··· TASK DATA

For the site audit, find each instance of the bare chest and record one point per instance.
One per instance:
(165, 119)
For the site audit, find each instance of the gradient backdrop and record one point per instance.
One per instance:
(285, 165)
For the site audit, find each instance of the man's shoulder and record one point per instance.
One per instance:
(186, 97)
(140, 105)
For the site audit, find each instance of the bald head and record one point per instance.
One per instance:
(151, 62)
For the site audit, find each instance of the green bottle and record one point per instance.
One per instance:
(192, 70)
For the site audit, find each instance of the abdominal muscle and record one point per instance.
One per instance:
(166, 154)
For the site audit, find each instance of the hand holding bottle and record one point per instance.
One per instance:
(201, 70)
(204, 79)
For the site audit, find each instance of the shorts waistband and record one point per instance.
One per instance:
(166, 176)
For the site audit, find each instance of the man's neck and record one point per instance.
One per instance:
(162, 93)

······
··· TASK DATA

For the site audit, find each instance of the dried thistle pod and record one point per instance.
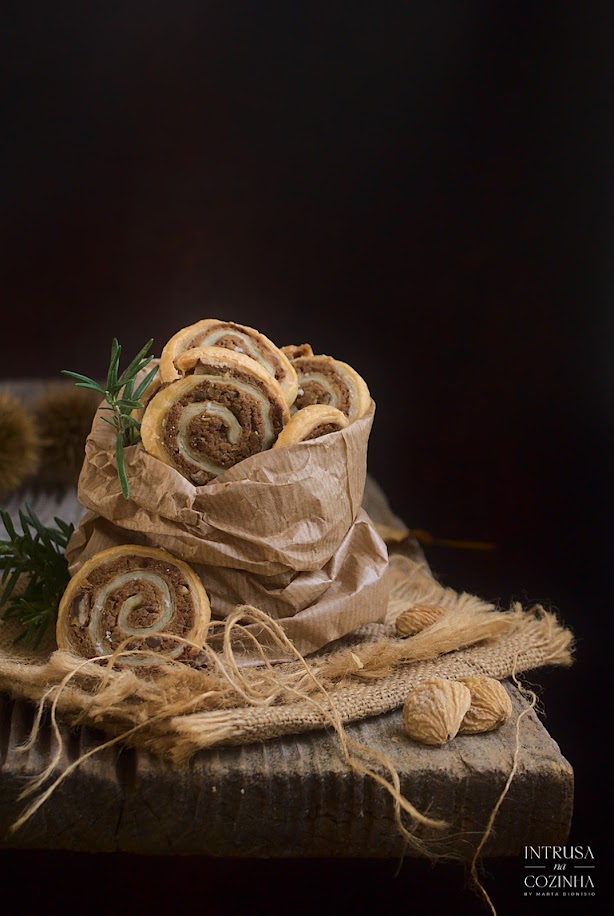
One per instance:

······
··· TASK DATA

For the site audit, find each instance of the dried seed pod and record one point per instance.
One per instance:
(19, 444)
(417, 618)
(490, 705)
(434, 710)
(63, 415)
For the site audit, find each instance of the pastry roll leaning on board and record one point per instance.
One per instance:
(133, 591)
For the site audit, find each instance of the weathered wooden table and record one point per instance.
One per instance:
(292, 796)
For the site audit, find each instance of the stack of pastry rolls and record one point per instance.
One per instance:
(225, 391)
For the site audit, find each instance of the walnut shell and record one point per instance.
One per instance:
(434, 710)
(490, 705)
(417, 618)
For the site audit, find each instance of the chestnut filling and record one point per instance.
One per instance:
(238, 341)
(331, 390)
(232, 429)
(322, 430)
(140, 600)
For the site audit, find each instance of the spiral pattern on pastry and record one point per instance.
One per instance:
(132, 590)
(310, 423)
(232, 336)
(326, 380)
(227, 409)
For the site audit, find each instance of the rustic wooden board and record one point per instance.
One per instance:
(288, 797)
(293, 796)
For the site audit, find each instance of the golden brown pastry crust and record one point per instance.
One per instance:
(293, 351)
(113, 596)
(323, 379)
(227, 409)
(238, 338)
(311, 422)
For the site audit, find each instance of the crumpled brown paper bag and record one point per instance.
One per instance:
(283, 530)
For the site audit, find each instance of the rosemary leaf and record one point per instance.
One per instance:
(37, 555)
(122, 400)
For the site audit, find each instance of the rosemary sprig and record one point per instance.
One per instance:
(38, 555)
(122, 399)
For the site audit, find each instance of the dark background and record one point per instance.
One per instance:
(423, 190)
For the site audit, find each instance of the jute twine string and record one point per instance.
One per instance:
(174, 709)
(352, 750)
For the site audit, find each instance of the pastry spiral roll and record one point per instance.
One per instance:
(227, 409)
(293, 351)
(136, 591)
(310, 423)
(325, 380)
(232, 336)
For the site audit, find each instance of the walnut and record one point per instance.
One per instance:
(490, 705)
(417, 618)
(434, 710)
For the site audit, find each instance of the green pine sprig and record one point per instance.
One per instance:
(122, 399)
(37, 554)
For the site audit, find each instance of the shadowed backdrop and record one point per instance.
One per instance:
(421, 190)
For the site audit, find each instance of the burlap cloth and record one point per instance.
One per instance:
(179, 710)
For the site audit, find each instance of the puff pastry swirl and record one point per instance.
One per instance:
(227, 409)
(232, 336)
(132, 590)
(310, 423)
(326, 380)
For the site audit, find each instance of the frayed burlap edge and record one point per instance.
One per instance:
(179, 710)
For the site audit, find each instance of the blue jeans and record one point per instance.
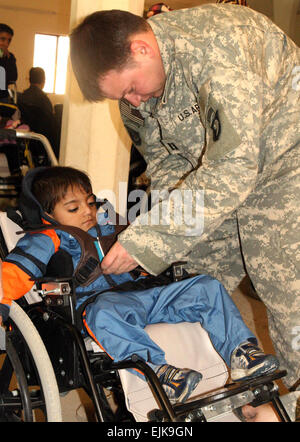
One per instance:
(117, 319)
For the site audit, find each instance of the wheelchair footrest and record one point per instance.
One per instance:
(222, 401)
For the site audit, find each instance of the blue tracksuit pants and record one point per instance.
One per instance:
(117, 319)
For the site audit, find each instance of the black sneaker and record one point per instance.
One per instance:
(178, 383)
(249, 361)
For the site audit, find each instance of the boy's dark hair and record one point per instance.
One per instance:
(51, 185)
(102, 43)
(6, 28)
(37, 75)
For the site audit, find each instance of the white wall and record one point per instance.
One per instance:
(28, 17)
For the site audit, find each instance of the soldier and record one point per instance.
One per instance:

······

__TASK BRIEF__: Collect every line above that contains the word "brown".

__THE COMPLETED TASK__:
For the site audit, find each instance of the golden brown pastry crust and record one point per instance.
For the site audit, find each instance of the crumpled brown paper bag and record one point per instance.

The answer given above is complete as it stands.